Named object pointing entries

· · ·

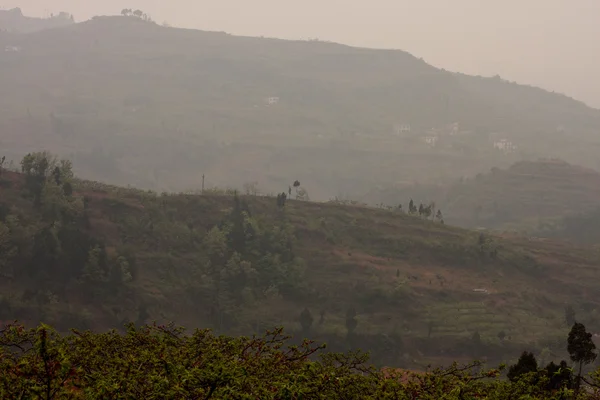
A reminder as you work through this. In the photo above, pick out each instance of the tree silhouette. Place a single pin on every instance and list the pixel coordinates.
(306, 320)
(570, 315)
(439, 216)
(351, 321)
(581, 348)
(527, 363)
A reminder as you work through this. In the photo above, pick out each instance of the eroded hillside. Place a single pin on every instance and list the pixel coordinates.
(409, 289)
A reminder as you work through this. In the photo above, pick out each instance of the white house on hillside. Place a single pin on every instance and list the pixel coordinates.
(505, 145)
(400, 129)
(272, 100)
(431, 140)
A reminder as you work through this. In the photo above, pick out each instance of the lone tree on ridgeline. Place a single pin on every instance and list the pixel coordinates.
(526, 364)
(570, 315)
(306, 320)
(281, 198)
(351, 322)
(581, 349)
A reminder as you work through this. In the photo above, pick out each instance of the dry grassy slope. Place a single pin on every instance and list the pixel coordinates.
(112, 82)
(519, 196)
(402, 273)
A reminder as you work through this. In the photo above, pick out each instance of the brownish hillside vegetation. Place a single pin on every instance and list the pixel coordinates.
(525, 194)
(410, 290)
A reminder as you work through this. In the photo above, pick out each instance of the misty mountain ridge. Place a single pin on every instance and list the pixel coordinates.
(201, 101)
(14, 21)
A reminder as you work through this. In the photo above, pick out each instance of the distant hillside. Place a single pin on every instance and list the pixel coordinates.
(15, 22)
(82, 254)
(523, 195)
(136, 103)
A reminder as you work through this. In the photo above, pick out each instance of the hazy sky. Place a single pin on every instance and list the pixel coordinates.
(550, 43)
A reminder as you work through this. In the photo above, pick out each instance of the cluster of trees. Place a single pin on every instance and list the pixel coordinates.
(45, 241)
(424, 211)
(161, 361)
(582, 351)
(247, 261)
(128, 12)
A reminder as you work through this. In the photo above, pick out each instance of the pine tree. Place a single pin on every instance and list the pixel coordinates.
(351, 322)
(306, 320)
(581, 348)
(570, 315)
(527, 363)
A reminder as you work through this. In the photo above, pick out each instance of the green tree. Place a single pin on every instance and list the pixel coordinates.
(570, 315)
(351, 321)
(439, 216)
(526, 364)
(306, 320)
(581, 348)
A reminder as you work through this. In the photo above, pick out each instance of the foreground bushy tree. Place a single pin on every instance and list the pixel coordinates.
(161, 362)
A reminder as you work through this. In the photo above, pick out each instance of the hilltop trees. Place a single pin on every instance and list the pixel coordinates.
(581, 348)
(128, 12)
(306, 321)
(526, 364)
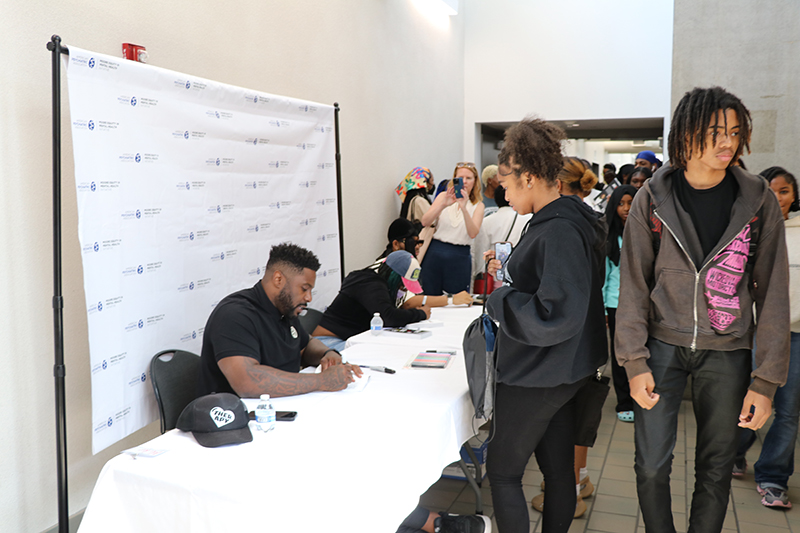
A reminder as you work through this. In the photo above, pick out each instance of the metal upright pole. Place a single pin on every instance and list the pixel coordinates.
(59, 370)
(339, 188)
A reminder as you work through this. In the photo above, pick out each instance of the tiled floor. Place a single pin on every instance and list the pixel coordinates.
(613, 507)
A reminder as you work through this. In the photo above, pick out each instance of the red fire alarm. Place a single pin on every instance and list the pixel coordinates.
(134, 52)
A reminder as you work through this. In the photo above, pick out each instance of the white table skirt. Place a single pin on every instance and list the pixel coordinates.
(352, 461)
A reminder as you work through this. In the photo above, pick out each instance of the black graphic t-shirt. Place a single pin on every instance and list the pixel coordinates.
(710, 209)
(247, 323)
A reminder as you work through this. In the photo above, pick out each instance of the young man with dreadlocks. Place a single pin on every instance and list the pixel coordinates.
(704, 241)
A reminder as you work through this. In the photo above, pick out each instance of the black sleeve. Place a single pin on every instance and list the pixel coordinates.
(374, 296)
(233, 333)
(556, 311)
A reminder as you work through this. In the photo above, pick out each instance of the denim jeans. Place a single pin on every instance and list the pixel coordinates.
(719, 384)
(776, 463)
(446, 268)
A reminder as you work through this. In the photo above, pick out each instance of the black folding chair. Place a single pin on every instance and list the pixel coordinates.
(174, 377)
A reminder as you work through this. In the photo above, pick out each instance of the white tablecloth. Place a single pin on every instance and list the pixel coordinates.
(352, 461)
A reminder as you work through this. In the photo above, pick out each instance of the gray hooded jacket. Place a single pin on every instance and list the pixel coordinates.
(667, 297)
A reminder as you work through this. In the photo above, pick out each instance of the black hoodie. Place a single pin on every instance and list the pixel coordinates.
(552, 326)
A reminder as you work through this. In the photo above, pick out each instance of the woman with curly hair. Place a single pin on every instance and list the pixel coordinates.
(550, 316)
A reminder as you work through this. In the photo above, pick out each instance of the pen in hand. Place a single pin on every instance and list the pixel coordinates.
(379, 369)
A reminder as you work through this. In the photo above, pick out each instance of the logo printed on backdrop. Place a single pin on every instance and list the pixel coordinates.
(229, 122)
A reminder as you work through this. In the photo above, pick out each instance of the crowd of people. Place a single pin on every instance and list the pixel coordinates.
(677, 269)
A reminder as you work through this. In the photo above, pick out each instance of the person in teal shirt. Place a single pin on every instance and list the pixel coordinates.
(619, 205)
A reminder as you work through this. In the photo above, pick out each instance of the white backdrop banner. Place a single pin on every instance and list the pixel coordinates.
(183, 186)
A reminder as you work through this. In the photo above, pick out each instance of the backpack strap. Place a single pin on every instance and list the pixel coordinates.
(755, 235)
(655, 227)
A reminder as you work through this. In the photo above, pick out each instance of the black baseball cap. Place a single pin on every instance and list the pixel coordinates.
(216, 420)
(401, 229)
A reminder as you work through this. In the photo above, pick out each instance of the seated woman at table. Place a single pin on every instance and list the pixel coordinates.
(458, 216)
(403, 235)
(551, 318)
(379, 288)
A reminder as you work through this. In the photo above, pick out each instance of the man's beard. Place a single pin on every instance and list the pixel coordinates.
(285, 304)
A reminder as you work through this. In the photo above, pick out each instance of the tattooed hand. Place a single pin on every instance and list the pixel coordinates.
(338, 377)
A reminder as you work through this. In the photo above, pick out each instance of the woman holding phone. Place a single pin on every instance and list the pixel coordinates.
(457, 214)
(550, 315)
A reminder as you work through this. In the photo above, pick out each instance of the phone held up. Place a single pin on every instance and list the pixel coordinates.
(458, 186)
(501, 252)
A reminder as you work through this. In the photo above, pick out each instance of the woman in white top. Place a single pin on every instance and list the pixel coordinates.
(447, 266)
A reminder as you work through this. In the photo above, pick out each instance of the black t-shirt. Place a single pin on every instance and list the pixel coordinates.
(247, 323)
(710, 209)
(364, 293)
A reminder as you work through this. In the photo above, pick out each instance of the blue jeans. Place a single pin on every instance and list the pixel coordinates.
(776, 463)
(446, 268)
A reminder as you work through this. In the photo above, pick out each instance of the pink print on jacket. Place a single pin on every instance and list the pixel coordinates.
(722, 281)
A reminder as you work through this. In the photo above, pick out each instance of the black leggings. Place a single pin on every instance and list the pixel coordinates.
(527, 421)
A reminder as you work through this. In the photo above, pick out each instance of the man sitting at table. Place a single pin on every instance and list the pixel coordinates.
(254, 344)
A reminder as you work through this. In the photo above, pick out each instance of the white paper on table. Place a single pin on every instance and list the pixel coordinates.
(425, 324)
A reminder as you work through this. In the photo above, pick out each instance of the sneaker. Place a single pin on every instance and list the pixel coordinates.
(740, 467)
(580, 506)
(453, 523)
(774, 497)
(625, 416)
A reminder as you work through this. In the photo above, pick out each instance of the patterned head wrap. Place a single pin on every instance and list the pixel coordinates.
(416, 179)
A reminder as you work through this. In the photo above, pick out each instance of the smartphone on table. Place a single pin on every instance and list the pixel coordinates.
(501, 252)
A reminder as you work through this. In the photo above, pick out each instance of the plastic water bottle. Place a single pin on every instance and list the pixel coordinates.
(376, 324)
(265, 414)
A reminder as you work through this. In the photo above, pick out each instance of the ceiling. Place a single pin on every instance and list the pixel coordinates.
(616, 129)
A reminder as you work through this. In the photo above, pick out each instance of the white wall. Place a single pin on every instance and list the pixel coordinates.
(397, 77)
(566, 60)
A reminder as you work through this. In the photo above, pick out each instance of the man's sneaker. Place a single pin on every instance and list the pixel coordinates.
(774, 497)
(453, 523)
(739, 467)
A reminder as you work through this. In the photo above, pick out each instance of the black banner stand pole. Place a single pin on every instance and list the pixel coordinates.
(59, 370)
(339, 188)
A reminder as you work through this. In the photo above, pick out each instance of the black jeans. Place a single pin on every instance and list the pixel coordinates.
(719, 384)
(526, 421)
(621, 387)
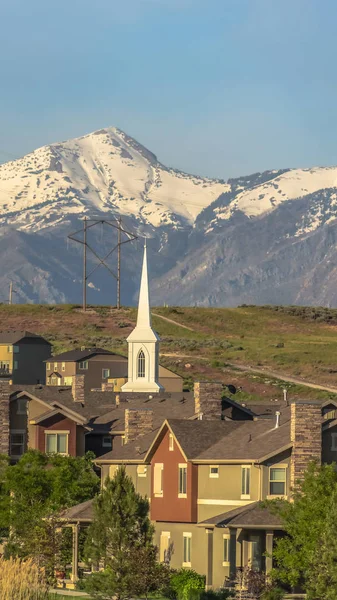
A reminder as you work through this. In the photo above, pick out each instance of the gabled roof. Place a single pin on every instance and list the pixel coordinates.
(13, 337)
(254, 516)
(76, 355)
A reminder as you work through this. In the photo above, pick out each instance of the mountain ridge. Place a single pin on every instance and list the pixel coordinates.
(261, 238)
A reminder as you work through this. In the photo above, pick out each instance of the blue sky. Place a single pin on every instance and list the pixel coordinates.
(215, 87)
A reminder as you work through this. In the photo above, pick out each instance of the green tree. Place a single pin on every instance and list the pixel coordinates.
(32, 493)
(308, 522)
(119, 537)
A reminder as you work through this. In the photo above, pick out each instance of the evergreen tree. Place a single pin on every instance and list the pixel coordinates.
(310, 524)
(120, 535)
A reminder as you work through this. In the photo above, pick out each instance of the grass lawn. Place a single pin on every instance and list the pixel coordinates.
(295, 341)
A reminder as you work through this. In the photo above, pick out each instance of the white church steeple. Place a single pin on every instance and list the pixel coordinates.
(143, 344)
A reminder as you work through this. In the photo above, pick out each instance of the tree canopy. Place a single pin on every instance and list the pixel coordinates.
(307, 555)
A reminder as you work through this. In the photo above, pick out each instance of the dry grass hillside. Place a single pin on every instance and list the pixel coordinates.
(232, 345)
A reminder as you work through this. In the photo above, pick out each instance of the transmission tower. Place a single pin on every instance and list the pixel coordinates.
(88, 224)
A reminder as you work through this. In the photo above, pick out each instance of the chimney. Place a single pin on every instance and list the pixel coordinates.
(207, 399)
(4, 415)
(138, 422)
(277, 415)
(306, 437)
(77, 388)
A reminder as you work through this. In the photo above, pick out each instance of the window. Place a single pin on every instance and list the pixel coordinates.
(158, 480)
(245, 482)
(142, 470)
(187, 537)
(182, 490)
(334, 442)
(17, 443)
(56, 442)
(21, 406)
(107, 441)
(141, 364)
(277, 481)
(225, 558)
(214, 471)
(164, 547)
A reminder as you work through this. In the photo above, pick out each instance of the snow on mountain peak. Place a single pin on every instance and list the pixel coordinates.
(104, 171)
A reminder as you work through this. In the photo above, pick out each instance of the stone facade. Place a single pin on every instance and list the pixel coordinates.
(306, 437)
(207, 399)
(138, 421)
(4, 415)
(78, 388)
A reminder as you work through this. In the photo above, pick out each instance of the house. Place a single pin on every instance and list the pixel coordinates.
(206, 480)
(102, 369)
(21, 356)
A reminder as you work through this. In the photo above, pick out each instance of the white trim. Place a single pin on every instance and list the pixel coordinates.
(209, 502)
(214, 475)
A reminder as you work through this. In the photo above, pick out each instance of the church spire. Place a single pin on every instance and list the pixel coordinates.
(144, 313)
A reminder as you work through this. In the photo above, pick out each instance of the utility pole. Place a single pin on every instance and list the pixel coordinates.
(85, 264)
(119, 262)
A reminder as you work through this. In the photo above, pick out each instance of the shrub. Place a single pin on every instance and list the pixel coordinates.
(22, 580)
(186, 584)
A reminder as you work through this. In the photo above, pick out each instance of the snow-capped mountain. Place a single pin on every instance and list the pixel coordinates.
(268, 237)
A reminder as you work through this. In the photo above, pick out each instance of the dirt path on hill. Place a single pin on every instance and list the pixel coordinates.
(274, 374)
(173, 322)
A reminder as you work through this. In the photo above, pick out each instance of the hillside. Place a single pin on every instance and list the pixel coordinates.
(229, 345)
(264, 238)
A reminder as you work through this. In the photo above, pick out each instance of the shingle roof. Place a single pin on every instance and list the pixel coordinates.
(81, 512)
(255, 515)
(12, 337)
(75, 355)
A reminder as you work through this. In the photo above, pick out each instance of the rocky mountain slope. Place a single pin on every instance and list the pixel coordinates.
(265, 238)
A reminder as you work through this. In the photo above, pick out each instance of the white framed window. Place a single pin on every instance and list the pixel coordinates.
(141, 364)
(107, 441)
(245, 482)
(56, 442)
(182, 481)
(142, 470)
(164, 546)
(225, 546)
(214, 471)
(334, 442)
(158, 480)
(187, 544)
(277, 481)
(17, 442)
(21, 406)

· · ·

▶ _Task requirements_
All lines from the one that contains "of the snow-capped" through the end of the material are to be quoted exactly, with both ends included.

▶ _Written solution_
A reminder as you work through this. In the photo above, pick out each instance of the snow-capped mountain. Place a single pin on every instance and list the pixel coordinates.
(268, 237)
A reminder as you work through this. In the photo above, pick out each instance of the dirt path on hill. Place a single pin on every instance and list the pixel coordinates.
(274, 374)
(173, 322)
A reminder as you work through this. In the photo above, pick out each instance of the hillside. Place a single pin on every instance and list the pixel coordinates.
(229, 345)
(264, 238)
A reminder as you work through this. In the photo above, pick out each instance of the shingle roof. Place a single pin on every instance and list the pixel coordinates.
(81, 512)
(255, 515)
(12, 337)
(75, 355)
A reminder as you work through this. In the photo above, pick out each instance of the rocky mountain slope. Place a single pin on every instance and list the pixel coordinates.
(265, 238)
A reminder as you work through this. In the photo above, pick out each instance of the white framed window. Place a single pin on every instance and list the pixel coordinates.
(141, 364)
(107, 441)
(245, 482)
(56, 442)
(182, 481)
(142, 470)
(164, 546)
(225, 546)
(214, 471)
(334, 442)
(158, 480)
(187, 544)
(277, 481)
(17, 442)
(21, 406)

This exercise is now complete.